++++ Record excerpts ++++

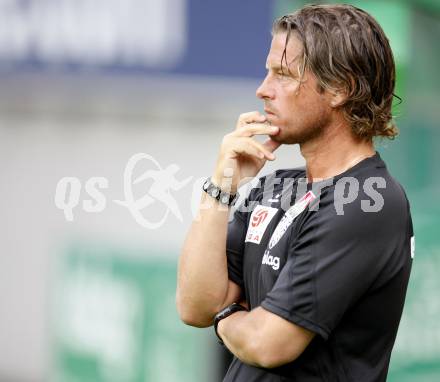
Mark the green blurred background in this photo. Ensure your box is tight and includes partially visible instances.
[0,0,440,382]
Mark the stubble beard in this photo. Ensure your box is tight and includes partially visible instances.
[271,112,329,145]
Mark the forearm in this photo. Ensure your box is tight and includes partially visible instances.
[217,312,263,367]
[177,194,234,326]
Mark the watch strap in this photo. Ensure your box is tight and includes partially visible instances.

++++

» **What you will do**:
Could you write out every line of the data again, requests included, with each bounding box coordinate raised by 71 and the pictures left out?

» **Task response**:
Mark the green blurred background in this photo. Ensure your box is tight and includes partially visible instances.
[71,71,511,453]
Mark the stubble beard in this photo. Ensure your box is tight and includes partially visible instances.
[342,183,400,216]
Mark the forearm in this photo. Ensure your box is tight and includes partially visible instances.
[288,383,334,438]
[248,265,305,397]
Mark the watch strap in this photo. Ensure your box is tight and includes partially visible instances.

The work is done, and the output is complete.